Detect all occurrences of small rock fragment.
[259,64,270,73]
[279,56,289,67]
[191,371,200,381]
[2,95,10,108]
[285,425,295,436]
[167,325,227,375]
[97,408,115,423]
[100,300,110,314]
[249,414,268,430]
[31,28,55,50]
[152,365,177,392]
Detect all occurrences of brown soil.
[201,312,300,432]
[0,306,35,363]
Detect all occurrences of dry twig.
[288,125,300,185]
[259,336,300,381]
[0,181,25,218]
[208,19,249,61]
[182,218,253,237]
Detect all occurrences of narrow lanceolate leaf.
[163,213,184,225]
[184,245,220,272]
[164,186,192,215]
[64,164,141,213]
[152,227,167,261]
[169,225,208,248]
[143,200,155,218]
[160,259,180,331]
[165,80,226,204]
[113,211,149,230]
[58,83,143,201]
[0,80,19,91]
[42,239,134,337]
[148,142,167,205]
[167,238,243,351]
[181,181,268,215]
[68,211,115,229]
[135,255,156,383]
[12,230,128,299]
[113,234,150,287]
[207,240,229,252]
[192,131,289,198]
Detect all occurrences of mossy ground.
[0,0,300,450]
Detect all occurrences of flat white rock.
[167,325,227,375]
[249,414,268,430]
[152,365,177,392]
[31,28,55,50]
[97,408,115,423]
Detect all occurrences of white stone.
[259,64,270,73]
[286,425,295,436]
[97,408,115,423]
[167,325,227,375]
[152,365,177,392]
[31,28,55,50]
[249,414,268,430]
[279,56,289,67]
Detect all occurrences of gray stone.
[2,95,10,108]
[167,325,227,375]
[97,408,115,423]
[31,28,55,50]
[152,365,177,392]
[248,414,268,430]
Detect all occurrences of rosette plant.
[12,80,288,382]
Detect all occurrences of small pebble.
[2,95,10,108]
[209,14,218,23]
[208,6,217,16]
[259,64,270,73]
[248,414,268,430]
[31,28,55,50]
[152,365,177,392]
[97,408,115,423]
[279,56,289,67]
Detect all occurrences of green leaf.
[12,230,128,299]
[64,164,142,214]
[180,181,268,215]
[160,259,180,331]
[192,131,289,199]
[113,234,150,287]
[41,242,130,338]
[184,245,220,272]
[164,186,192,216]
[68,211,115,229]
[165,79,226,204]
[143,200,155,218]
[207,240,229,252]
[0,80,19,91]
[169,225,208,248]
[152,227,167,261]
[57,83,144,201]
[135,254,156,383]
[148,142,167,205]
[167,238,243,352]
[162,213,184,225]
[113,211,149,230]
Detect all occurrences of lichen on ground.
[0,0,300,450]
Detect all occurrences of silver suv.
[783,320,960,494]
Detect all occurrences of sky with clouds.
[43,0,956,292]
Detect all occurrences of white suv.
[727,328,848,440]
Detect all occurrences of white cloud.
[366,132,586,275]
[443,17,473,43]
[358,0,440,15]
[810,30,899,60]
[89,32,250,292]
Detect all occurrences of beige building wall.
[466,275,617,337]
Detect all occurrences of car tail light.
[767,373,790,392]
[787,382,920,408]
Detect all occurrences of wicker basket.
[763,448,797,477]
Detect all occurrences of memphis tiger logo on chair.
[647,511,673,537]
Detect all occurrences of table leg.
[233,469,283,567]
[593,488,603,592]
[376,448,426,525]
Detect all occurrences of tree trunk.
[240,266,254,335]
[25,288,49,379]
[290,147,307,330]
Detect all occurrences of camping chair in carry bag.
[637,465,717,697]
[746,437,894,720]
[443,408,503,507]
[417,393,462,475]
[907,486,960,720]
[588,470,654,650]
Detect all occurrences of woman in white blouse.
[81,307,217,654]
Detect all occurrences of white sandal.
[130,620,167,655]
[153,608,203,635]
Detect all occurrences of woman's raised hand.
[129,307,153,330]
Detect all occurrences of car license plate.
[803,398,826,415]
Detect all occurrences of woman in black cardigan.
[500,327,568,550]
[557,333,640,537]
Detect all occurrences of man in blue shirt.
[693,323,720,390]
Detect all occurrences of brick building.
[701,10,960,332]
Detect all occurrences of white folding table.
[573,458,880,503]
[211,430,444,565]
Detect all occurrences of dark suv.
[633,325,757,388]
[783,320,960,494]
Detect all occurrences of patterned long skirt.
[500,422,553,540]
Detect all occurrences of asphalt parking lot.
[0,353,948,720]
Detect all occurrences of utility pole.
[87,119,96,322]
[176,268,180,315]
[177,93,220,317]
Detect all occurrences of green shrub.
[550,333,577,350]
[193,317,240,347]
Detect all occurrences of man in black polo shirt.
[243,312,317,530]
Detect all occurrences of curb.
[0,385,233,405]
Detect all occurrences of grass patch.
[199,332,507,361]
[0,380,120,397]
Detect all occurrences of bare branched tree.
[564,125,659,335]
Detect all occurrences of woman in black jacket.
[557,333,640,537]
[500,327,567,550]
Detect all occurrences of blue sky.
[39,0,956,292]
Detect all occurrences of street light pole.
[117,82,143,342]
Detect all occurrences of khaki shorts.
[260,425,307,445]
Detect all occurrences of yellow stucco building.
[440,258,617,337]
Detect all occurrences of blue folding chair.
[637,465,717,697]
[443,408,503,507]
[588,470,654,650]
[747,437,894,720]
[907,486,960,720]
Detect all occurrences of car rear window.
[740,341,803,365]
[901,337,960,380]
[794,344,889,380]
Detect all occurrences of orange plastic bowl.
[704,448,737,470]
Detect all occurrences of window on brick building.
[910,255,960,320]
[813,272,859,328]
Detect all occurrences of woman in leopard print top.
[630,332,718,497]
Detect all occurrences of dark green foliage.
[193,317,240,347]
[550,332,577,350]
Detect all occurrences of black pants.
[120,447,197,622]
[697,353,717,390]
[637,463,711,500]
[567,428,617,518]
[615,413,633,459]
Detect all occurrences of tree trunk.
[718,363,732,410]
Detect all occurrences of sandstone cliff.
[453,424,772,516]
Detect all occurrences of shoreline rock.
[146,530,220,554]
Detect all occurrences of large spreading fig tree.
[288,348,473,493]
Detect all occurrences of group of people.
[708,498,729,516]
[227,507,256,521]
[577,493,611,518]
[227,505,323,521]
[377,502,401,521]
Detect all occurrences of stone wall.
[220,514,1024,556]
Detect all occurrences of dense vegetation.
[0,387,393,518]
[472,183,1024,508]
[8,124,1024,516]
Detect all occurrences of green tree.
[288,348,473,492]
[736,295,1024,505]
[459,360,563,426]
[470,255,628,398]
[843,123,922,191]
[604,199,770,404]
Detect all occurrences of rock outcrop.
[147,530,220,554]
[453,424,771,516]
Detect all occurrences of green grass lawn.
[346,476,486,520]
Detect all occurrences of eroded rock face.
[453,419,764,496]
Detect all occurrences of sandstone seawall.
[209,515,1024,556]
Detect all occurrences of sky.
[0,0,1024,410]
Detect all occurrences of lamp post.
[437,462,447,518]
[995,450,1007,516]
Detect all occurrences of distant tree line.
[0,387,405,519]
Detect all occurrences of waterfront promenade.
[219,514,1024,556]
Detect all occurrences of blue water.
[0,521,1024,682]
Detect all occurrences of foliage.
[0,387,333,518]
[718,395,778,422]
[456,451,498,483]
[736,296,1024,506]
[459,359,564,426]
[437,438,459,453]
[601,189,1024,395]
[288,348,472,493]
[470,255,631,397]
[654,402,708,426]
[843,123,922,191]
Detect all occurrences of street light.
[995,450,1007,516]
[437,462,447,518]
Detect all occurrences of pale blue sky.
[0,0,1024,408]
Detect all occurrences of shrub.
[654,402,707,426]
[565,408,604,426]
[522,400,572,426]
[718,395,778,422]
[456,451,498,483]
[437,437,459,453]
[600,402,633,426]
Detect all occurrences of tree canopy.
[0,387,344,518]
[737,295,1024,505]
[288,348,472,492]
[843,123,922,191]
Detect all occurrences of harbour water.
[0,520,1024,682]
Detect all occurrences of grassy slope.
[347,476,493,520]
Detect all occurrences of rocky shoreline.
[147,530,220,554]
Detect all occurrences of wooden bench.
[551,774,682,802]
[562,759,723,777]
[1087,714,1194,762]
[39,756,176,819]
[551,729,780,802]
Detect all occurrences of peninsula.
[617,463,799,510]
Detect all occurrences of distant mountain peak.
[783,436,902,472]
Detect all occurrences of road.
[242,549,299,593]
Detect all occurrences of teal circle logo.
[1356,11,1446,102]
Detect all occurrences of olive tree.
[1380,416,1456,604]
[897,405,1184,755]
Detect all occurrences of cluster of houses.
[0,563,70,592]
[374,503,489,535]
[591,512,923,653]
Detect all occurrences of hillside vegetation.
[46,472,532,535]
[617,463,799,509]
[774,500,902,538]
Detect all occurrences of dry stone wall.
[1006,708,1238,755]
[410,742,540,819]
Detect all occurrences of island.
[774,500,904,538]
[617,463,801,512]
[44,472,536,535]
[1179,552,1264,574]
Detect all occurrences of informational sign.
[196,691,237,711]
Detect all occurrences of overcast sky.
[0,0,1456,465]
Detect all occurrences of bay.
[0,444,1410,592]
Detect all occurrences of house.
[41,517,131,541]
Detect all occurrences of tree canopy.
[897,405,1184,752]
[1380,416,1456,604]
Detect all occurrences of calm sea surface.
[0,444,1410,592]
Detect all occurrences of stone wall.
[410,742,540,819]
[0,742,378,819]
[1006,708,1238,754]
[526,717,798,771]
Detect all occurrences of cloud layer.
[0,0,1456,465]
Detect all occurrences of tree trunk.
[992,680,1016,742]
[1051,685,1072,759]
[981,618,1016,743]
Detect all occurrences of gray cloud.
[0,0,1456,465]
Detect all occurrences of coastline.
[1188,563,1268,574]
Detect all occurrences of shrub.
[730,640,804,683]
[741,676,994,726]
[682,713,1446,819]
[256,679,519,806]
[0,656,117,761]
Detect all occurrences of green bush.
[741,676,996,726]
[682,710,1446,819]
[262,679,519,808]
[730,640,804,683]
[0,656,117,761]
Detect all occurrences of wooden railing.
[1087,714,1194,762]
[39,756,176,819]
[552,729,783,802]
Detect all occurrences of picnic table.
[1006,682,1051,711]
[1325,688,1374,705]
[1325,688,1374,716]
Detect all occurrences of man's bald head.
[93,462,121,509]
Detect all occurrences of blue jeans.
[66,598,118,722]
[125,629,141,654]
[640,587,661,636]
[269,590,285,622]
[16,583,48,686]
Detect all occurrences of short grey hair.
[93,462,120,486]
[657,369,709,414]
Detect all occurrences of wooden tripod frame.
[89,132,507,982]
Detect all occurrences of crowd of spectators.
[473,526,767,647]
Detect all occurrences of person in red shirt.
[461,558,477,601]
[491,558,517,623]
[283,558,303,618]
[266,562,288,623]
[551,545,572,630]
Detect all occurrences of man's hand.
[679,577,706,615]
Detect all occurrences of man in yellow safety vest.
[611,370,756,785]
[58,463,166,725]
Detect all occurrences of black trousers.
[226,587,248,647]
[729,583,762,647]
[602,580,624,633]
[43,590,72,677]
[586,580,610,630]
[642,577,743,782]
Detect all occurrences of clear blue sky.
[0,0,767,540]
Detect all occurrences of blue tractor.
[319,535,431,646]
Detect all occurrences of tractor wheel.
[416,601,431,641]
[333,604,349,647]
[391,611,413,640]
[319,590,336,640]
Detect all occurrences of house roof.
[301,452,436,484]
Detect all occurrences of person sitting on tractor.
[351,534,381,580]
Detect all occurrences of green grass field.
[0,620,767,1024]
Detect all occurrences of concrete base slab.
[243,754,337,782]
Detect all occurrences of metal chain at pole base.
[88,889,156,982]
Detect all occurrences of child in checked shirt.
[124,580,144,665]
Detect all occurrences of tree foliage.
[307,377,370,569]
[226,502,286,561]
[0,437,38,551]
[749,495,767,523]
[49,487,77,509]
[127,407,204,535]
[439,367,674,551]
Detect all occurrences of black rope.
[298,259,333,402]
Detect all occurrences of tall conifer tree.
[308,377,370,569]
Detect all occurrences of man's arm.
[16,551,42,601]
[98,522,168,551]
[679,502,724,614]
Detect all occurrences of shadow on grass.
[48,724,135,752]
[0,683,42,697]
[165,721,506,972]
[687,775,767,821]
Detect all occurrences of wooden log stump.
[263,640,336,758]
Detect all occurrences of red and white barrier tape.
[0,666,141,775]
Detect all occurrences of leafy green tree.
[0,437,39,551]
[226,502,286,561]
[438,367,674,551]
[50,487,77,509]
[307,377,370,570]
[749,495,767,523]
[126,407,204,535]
##########
DIRECTIONS FOR THIS TASK
Give again everything from the line containing "Detect all occurrences of picnic table." down to the line containing "[473,526,767,647]", with both of those lines included, exactly as they appear.

THE ANSWER
Detect all occurrences of picnic table.
[1006,682,1051,711]
[1325,688,1374,705]
[1325,688,1374,716]
Detect all occurrences of man's bald head.
[93,462,121,509]
Detect all occurrences of blue jeans.
[66,598,118,722]
[125,629,141,654]
[640,587,661,636]
[269,590,285,622]
[16,583,48,686]
Detect all occurrences of short grey hair.
[93,462,120,486]
[657,369,709,414]
Detect all occurrences of wooden tripod frame.
[89,132,507,982]
Detect all occurrences of crowd of spectators.
[473,526,767,647]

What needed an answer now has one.